Document section =
Under a law passed by the Utah Legislature last year, such orders from local public health departments can be overridden by county governing bodies as well as state lawmakers. The Summit County Council backed the order there, local health department officials said, but it wasn’t clear Friday what would happen in Salt Lake County.

Late Sunday, Salt Lake County Council Chairwoman Laurie Stringham issued a news release announcing she “will not be calling for a special session on the temporary health mandate at this time.” Stringham said the county “realizes the need to step up and offer to the public a better solution for protection.”

Citing the political divisiveness of masking, she called on “really everyone to be tolerant. Not everyone will comply, we expect that. We are working overtime to get higher quality protection out to the public as quickly as we can. It isn’t worth a fight or angry exchange to try and enforce compliance on someone else.”

Required tasks =
a) In the Utah health-order passage, rewrite the part starting at "Under a law" and ending at "Salt Lake County.", replacing "Summit County Council" with "Summit County Commission".
b) According to the Utah health-order passage, who is the chairwoman of the Salt Lake County Council?
The records come from a separate source.

Data excerpts =
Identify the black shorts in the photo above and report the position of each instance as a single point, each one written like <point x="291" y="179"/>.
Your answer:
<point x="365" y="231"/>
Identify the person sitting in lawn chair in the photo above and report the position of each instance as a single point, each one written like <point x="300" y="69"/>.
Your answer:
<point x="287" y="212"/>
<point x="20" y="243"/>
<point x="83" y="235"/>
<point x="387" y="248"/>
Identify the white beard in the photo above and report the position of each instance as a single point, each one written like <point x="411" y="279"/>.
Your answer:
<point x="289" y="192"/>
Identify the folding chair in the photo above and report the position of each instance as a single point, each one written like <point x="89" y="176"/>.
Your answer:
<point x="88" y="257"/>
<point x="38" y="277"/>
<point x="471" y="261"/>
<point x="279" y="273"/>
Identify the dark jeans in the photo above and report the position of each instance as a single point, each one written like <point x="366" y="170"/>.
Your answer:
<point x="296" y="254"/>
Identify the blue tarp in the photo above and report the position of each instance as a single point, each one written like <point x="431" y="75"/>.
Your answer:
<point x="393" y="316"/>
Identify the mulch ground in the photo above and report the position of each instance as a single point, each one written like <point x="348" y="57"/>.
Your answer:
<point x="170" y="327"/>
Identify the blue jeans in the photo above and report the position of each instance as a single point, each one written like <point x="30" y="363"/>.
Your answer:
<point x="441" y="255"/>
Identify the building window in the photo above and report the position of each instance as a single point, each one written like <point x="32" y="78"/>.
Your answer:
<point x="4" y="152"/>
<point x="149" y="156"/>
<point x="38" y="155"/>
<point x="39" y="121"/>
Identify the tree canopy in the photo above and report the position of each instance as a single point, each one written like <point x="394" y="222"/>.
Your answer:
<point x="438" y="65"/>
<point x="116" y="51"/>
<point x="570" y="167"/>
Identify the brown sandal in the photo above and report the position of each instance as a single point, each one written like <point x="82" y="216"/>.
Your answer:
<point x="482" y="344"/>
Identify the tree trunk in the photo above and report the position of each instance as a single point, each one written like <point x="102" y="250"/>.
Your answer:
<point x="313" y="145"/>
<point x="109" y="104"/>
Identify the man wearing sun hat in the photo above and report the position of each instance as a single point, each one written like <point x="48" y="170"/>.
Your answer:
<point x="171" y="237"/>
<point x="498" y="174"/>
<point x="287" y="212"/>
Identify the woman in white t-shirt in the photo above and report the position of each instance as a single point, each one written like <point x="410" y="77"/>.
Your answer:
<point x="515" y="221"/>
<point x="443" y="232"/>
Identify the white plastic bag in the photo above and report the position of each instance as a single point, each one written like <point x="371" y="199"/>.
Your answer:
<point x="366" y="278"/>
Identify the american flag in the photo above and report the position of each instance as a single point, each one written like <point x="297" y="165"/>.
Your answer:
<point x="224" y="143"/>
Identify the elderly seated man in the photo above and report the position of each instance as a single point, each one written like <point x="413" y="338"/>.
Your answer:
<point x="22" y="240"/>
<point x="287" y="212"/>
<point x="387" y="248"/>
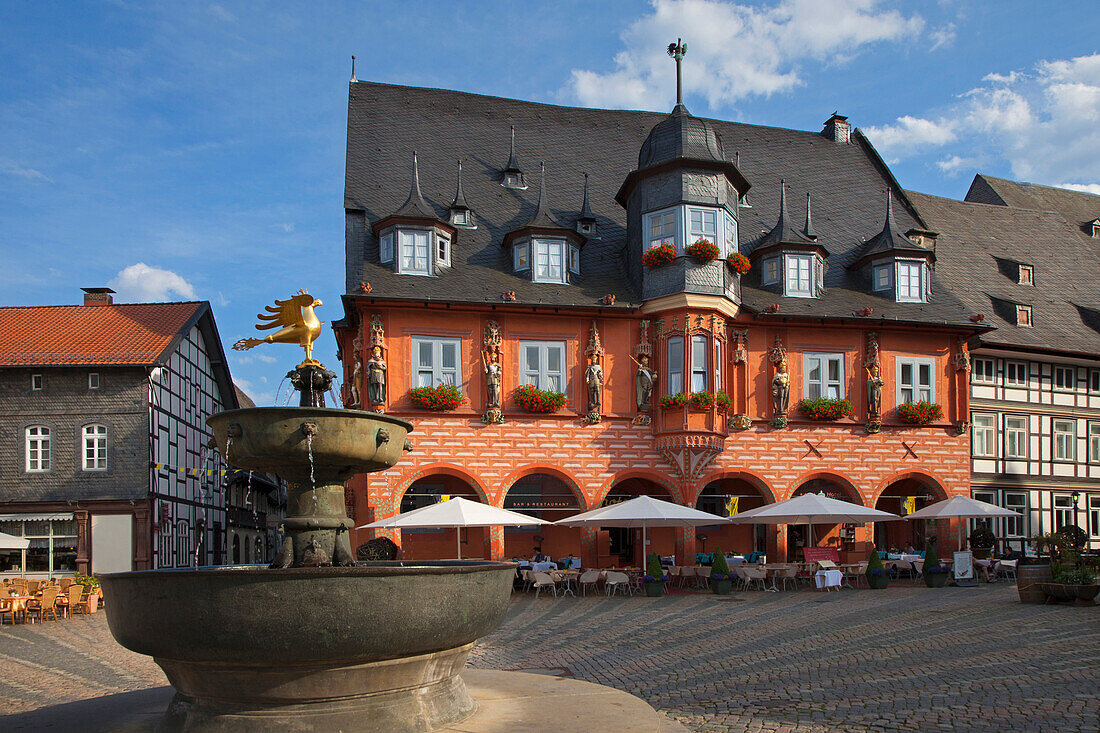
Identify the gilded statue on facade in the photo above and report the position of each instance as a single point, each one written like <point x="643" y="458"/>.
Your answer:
<point x="297" y="324"/>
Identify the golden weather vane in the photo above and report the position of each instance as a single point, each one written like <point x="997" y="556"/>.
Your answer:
<point x="299" y="325"/>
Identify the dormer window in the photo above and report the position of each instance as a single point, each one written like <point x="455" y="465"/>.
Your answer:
<point x="1023" y="316"/>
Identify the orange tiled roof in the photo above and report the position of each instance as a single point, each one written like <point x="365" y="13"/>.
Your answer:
<point x="124" y="334"/>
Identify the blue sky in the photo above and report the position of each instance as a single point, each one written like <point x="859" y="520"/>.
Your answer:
<point x="197" y="150"/>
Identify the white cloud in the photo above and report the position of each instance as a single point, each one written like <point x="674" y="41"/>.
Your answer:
<point x="140" y="283"/>
<point x="910" y="133"/>
<point x="1087" y="188"/>
<point x="1045" y="122"/>
<point x="736" y="50"/>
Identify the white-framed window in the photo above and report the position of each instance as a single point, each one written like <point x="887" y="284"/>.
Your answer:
<point x="1015" y="526"/>
<point x="662" y="229"/>
<point x="703" y="223"/>
<point x="910" y="282"/>
<point x="1015" y="373"/>
<point x="437" y="361"/>
<point x="983" y="435"/>
<point x="543" y="364"/>
<point x="1065" y="439"/>
<point x="823" y="375"/>
<point x="1065" y="378"/>
<point x="549" y="261"/>
<point x="915" y="381"/>
<point x="95" y="447"/>
<point x="1015" y="436"/>
<point x="386" y="248"/>
<point x="519" y="256"/>
<point x="414" y="251"/>
<point x="770" y="275"/>
<point x="443" y="250"/>
<point x="1023" y="316"/>
<point x="882" y="277"/>
<point x="675" y="368"/>
<point x="799" y="269"/>
<point x="981" y="371"/>
<point x="699" y="363"/>
<point x="37" y="449"/>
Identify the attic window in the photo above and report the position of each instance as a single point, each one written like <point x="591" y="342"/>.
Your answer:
<point x="1026" y="275"/>
<point x="1023" y="316"/>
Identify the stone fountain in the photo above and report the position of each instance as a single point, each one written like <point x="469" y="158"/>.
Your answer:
<point x="317" y="641"/>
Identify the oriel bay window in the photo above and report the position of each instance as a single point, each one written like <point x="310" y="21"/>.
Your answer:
<point x="543" y="364"/>
<point x="823" y="375"/>
<point x="437" y="361"/>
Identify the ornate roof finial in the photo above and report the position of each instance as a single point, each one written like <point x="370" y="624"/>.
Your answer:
<point x="809" y="229"/>
<point x="677" y="51"/>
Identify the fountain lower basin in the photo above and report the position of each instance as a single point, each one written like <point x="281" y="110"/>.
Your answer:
<point x="373" y="647"/>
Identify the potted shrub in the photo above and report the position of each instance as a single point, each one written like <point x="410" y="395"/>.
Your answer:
<point x="825" y="408"/>
<point x="439" y="398"/>
<point x="535" y="400"/>
<point x="920" y="413"/>
<point x="660" y="255"/>
<point x="738" y="263"/>
<point x="721" y="582"/>
<point x="877" y="577"/>
<point x="703" y="250"/>
<point x="673" y="401"/>
<point x="981" y="542"/>
<point x="653" y="580"/>
<point x="702" y="400"/>
<point x="935" y="575"/>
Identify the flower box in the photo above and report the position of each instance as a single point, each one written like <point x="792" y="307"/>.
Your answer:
<point x="920" y="413"/>
<point x="439" y="398"/>
<point x="825" y="408"/>
<point x="660" y="255"/>
<point x="703" y="250"/>
<point x="673" y="401"/>
<point x="738" y="263"/>
<point x="534" y="400"/>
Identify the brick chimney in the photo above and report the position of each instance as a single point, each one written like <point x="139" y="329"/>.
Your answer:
<point x="837" y="129"/>
<point x="98" y="295"/>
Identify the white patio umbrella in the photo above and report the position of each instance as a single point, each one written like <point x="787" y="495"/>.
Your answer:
<point x="457" y="512"/>
<point x="813" y="509"/>
<point x="10" y="542"/>
<point x="960" y="507"/>
<point x="644" y="512"/>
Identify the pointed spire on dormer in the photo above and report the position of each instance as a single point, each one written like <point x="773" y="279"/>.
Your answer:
<point x="415" y="206"/>
<point x="513" y="176"/>
<point x="809" y="229"/>
<point x="586" y="222"/>
<point x="461" y="216"/>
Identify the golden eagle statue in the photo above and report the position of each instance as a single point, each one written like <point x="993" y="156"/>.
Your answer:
<point x="299" y="325"/>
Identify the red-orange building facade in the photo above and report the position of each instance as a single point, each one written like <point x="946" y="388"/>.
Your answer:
<point x="872" y="299"/>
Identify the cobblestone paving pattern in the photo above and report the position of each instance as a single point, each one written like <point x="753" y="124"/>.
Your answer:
<point x="902" y="659"/>
<point x="909" y="658"/>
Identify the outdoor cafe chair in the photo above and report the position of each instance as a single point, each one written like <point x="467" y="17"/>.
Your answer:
<point x="614" y="581"/>
<point x="541" y="580"/>
<point x="589" y="578"/>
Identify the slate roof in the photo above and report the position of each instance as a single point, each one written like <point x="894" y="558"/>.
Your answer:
<point x="387" y="122"/>
<point x="1077" y="207"/>
<point x="977" y="251"/>
<point x="124" y="334"/>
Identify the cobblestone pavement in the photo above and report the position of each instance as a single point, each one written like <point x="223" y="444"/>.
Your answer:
<point x="909" y="658"/>
<point x="902" y="659"/>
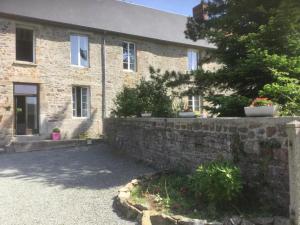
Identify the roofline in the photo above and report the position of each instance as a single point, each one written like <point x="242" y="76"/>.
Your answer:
<point x="148" y="7"/>
<point x="30" y="19"/>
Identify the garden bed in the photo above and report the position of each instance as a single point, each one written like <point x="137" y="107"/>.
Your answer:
<point x="164" y="199"/>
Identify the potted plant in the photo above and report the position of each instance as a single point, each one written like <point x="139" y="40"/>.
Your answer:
<point x="187" y="113"/>
<point x="56" y="136"/>
<point x="261" y="107"/>
<point x="146" y="114"/>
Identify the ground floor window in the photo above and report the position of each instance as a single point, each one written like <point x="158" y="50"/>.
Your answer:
<point x="81" y="101"/>
<point x="195" y="103"/>
<point x="26" y="109"/>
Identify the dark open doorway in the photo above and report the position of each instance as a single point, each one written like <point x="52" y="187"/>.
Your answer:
<point x="26" y="109"/>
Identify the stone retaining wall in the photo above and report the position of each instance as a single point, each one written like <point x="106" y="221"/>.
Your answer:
<point x="258" y="145"/>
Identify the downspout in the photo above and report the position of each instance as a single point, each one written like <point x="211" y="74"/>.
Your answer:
<point x="103" y="66"/>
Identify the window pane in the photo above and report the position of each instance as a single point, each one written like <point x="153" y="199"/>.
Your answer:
<point x="192" y="60"/>
<point x="74" y="101"/>
<point x="24" y="45"/>
<point x="74" y="50"/>
<point x="84" y="43"/>
<point x="132" y="56"/>
<point x="125" y="56"/>
<point x="24" y="89"/>
<point x="78" y="101"/>
<point x="84" y="102"/>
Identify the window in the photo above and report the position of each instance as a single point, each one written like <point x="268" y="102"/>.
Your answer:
<point x="129" y="56"/>
<point x="80" y="101"/>
<point x="24" y="45"/>
<point x="193" y="60"/>
<point x="79" y="50"/>
<point x="195" y="103"/>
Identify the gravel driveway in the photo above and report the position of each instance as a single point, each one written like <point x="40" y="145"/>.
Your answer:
<point x="63" y="187"/>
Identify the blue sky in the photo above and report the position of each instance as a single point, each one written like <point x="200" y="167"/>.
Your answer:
<point x="183" y="7"/>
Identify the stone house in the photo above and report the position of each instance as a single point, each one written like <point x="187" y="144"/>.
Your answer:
<point x="63" y="62"/>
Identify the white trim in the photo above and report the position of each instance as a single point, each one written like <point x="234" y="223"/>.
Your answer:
<point x="87" y="102"/>
<point x="197" y="59"/>
<point x="135" y="56"/>
<point x="31" y="28"/>
<point x="79" y="65"/>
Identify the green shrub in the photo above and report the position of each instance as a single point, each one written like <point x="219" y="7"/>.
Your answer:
<point x="56" y="130"/>
<point x="286" y="93"/>
<point x="127" y="103"/>
<point x="148" y="96"/>
<point x="227" y="106"/>
<point x="218" y="183"/>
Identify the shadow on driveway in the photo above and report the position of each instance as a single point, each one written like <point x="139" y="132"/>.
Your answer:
<point x="93" y="167"/>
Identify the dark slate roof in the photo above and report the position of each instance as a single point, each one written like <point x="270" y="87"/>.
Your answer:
<point x="108" y="15"/>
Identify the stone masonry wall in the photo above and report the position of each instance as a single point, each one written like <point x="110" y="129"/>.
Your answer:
<point x="55" y="75"/>
<point x="258" y="145"/>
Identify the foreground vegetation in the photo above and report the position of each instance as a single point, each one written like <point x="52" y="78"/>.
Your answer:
<point x="213" y="191"/>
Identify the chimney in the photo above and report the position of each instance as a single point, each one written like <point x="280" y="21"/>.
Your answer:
<point x="200" y="11"/>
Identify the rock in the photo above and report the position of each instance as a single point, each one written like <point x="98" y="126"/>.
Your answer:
<point x="246" y="222"/>
<point x="235" y="220"/>
<point x="160" y="219"/>
<point x="187" y="221"/>
<point x="281" y="221"/>
<point x="140" y="207"/>
<point x="214" y="223"/>
<point x="263" y="221"/>
<point x="146" y="218"/>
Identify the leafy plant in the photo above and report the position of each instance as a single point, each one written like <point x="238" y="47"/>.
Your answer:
<point x="127" y="103"/>
<point x="148" y="96"/>
<point x="261" y="102"/>
<point x="227" y="106"/>
<point x="56" y="130"/>
<point x="258" y="46"/>
<point x="286" y="93"/>
<point x="217" y="182"/>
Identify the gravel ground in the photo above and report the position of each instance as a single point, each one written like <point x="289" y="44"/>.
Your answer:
<point x="63" y="187"/>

Replies =
a)
Under a law passed by the Utah Legislature last year, such orders from local public health departments can be overridden by county governing bodies as well as state lawmakers. The Summit County Commission backed the order there, local health department officials said, but it wasn’t clear Friday what would happen in Salt Lake County.

b) Laurie Stringham